- **DATA LINES**
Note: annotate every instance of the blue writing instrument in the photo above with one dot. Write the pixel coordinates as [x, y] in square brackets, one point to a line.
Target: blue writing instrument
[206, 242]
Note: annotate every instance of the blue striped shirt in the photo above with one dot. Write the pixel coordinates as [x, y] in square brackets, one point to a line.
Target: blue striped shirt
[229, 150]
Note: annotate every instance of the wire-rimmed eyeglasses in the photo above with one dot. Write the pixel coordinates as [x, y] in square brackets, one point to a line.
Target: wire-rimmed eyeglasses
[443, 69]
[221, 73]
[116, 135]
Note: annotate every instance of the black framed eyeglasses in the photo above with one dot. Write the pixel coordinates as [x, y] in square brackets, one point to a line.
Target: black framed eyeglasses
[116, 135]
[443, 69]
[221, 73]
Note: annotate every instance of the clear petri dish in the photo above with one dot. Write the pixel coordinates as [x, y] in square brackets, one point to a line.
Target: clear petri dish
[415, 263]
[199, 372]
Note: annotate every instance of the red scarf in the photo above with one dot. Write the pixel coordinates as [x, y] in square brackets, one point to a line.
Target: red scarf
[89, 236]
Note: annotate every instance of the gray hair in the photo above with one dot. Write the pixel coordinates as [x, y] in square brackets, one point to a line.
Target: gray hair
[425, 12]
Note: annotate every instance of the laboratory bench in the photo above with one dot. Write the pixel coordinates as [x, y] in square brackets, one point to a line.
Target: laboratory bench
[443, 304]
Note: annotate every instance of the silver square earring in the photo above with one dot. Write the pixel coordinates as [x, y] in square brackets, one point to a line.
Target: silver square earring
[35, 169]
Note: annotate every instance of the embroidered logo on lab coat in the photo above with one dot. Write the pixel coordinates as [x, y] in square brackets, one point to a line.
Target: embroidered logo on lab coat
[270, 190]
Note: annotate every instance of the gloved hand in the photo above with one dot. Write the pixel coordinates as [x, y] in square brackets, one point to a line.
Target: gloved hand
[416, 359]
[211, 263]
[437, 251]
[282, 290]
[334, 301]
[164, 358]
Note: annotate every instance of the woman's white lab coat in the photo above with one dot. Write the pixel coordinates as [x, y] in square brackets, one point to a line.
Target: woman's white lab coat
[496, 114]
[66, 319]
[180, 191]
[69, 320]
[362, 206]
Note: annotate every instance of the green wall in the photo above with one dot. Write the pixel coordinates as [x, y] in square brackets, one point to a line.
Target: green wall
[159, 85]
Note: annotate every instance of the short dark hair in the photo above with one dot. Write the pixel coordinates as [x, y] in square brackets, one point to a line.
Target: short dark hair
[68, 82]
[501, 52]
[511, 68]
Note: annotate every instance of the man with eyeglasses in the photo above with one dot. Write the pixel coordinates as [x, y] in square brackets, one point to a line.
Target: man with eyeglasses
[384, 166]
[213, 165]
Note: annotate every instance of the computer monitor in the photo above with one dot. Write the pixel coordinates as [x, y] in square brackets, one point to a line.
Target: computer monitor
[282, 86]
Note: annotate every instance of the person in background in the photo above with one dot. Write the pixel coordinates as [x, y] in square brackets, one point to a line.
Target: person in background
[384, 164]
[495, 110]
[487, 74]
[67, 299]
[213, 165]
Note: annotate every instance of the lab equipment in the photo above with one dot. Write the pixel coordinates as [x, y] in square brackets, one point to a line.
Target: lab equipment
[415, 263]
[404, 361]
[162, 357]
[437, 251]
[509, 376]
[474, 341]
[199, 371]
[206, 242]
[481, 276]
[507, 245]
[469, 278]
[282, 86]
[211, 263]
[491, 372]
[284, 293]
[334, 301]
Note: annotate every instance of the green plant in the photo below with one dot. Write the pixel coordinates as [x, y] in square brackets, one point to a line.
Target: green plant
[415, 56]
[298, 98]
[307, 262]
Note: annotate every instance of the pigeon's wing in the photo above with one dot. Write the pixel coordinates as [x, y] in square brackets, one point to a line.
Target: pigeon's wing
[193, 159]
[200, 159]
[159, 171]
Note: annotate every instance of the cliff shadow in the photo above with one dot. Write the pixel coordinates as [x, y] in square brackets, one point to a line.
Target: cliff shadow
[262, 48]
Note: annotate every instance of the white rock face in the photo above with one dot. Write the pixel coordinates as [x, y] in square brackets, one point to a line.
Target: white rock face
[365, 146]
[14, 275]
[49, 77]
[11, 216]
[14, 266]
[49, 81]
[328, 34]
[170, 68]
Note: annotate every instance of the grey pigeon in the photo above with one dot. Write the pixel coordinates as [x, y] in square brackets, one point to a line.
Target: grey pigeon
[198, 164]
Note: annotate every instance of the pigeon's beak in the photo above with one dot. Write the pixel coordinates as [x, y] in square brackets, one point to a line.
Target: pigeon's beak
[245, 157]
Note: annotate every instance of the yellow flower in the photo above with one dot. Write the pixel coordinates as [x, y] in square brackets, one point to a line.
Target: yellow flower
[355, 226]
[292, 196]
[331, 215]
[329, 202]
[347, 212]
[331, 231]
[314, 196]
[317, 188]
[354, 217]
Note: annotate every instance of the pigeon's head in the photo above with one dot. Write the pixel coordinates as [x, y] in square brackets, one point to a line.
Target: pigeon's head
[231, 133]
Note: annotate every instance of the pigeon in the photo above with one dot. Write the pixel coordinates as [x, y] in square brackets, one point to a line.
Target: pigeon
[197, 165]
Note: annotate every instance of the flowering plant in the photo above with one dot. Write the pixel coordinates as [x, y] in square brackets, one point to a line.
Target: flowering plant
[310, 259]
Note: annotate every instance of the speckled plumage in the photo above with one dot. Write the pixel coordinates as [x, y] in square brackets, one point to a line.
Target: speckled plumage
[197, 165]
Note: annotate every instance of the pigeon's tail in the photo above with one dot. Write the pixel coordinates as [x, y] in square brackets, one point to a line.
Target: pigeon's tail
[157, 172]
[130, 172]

- **WHAT IS BEING ASKED**
Rewrite everything from the line containing "Note: annotate every instance of the speckled" down to the last line of the items above as a JSON list of strings, with one string per line and blank lines left out.

- **THE REPLY**
[
  "Note: annotate every instance of the speckled plumage in the photo above with one dot. Write the pixel coordinates as [x, y] in square brackets, one point to a line.",
  "Target: speckled plumage",
  "[197, 165]",
  "Note: annotate every instance of the pigeon's tail in the photo above with one dot. Write the pixel coordinates as [x, y] in square brackets, one point to a line.",
  "Target: pigeon's tail",
  "[157, 172]",
  "[130, 172]"
]